Given data Start Marker
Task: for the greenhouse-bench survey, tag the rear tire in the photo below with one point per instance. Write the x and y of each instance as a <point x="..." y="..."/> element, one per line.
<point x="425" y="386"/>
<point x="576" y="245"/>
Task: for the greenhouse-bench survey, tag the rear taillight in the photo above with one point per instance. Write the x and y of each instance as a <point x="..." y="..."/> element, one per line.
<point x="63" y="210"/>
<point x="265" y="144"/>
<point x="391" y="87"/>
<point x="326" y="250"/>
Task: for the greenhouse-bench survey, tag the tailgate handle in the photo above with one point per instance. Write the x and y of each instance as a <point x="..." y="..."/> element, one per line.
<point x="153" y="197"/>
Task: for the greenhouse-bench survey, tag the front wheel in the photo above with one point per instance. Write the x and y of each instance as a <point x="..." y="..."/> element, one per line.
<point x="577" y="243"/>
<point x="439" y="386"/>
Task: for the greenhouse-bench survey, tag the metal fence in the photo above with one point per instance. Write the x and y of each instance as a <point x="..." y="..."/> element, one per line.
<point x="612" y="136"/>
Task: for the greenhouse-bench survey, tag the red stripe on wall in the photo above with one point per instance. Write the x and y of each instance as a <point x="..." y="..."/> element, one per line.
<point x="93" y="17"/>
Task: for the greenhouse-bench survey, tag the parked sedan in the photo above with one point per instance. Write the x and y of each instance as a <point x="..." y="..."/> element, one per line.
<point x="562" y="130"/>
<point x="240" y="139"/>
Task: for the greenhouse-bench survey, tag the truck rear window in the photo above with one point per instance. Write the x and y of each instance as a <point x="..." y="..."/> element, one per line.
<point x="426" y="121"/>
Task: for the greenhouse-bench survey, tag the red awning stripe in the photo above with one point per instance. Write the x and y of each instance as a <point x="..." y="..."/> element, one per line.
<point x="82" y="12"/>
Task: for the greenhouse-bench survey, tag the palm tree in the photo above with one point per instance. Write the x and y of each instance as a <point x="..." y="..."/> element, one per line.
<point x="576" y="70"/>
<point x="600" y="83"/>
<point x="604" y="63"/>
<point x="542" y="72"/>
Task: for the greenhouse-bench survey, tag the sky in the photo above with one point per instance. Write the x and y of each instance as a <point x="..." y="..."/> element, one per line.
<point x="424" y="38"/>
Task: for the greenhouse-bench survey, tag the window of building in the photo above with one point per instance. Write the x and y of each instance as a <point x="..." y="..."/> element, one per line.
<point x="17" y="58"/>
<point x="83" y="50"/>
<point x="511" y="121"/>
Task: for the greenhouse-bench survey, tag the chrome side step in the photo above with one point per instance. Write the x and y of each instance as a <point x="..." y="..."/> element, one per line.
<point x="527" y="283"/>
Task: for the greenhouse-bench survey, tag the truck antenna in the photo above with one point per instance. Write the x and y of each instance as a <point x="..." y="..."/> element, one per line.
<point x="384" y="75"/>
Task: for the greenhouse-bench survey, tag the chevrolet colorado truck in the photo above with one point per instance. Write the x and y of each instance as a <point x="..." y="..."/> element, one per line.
Given data End Marker
An exact copy of the material above is needed.

Response for this exercise:
Task: for the greenhouse-bench survey, tag the rear tire in the photo below with one point per instance. Write the x and y of each instance as a <point x="..." y="..."/> element, one per line.
<point x="425" y="386"/>
<point x="576" y="245"/>
Task: for the greenhouse-bench survey, tag the rear taillight in the photo above with one point per instance. Write the x and y of each instance as a <point x="..." y="..."/> element, one per line.
<point x="63" y="210"/>
<point x="265" y="144"/>
<point x="391" y="87"/>
<point x="326" y="250"/>
Task: for the greenhouse-bench survey, tag the tailgate handle in the photo above with one point per instance. Write the x and y of each instance as a <point x="..." y="..."/> element, one per line.
<point x="153" y="197"/>
Task: for the greenhouse-bench survey, tag the front wheel in the photo above with one point per instance. Write the x and y of each instance as a <point x="..." y="..."/> element, one per line.
<point x="577" y="243"/>
<point x="439" y="386"/>
Task: for the greenhouse-bench survey, tag the metal fence in the photo above with one point per instance. Write the x and y of each instance as a <point x="..." y="..."/> element, one per line.
<point x="612" y="136"/>
Task: for the greenhouse-bench survey, tag the red stripe on wall in the photo above with one point per instance. Write the x and y of each instance as a <point x="..." y="..."/> element, one per line.
<point x="93" y="17"/>
Task: for the greenhouse-bench survey, tag the parked sedan in the photo above with one point per instance. Write the x and y of each instance as a <point x="..." y="..."/> element, one per line.
<point x="562" y="130"/>
<point x="240" y="139"/>
Task: for the greenhouse-bench survey, tag the truck rear window in the photo above with one point per instance. Write the x and y of each instance as a <point x="..." y="..."/> element, one per line.
<point x="426" y="121"/>
Task: for the greenhouse-bench survey, tag the red awning stripe in the photo above with one point per instance. Write the x and y of each instance as a <point x="..." y="..."/> element, one per line.
<point x="82" y="12"/>
Task: for the greenhouse-bench survey, tag the palm tree in the photo above with one point per instance. Write the x and y of each instance as a <point x="..." y="..."/> element, one per line.
<point x="576" y="70"/>
<point x="600" y="83"/>
<point x="604" y="63"/>
<point x="542" y="72"/>
Task: for the greenhouse-bench survey, tag the sky in the photo above with one point per instance. Write the x and y of each instance as a <point x="..." y="..."/> element, one per line.
<point x="424" y="38"/>
Task: for the greenhouse-bench survey, tag the window of building in the photo above with one point per instance. Write the x and y of each instance as a <point x="..." y="..."/> element, one per line.
<point x="17" y="58"/>
<point x="83" y="50"/>
<point x="511" y="121"/>
Task: for the greenhouse-bench survey, tag the chrome side step in the photo above with one point per instance. Write the x and y of each instance as a <point x="..." y="..."/> element, one per line.
<point x="527" y="283"/>
Task: for the greenhouse-bench survey, tag the truck antenna in the photo above with one point per instance. Write the x and y of each instance as a <point x="..." y="..."/> element, one per line.
<point x="384" y="75"/>
Task: for the greenhouse-bench survey, tag the chevrolet colorado truck in the photo above with one point per instance. Write the x and y of each instance as a <point x="..." y="..."/> element, one per line.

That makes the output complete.